§ **Request**:
Reproduce only the lines from the line with "[1156, 220], one" to the line with "[1173, 263]", replacing "wooden cabinet" with "oak cabinet" and leaving everything else unchanged.

§ **A run of entries**:
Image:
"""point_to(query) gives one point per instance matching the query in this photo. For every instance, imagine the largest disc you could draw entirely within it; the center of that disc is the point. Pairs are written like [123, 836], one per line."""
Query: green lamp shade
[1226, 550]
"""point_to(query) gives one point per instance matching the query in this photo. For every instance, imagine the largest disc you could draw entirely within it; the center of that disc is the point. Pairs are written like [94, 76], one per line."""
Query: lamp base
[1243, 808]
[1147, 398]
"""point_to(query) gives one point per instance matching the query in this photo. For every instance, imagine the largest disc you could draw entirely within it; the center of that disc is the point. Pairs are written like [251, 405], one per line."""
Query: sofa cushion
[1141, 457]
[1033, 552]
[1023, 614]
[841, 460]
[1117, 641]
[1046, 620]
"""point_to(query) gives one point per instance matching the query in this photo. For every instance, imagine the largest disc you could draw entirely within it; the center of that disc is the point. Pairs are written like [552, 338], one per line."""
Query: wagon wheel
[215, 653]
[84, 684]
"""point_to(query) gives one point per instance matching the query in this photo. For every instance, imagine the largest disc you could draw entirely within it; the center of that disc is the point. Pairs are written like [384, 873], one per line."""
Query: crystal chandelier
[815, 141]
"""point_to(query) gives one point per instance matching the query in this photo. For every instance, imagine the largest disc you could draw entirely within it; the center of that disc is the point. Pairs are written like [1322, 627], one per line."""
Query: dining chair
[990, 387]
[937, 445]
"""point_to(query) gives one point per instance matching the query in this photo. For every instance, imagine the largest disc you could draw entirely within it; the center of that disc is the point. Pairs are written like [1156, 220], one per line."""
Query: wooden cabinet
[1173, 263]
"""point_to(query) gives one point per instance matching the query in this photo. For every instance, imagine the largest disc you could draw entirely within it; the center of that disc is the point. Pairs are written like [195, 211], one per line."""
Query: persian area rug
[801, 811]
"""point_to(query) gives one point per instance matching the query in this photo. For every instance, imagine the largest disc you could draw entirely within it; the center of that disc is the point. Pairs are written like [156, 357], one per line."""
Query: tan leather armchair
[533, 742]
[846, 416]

§ **Exercise solution**:
"""point_to(query) gives one point per instance matching the query in this photo. For every instance, imagine the largest disc you could draw entirely within it; the center of that disc is the point. Pairs are written like [1156, 220], one per line."""
Query: oak cabinet
[1173, 263]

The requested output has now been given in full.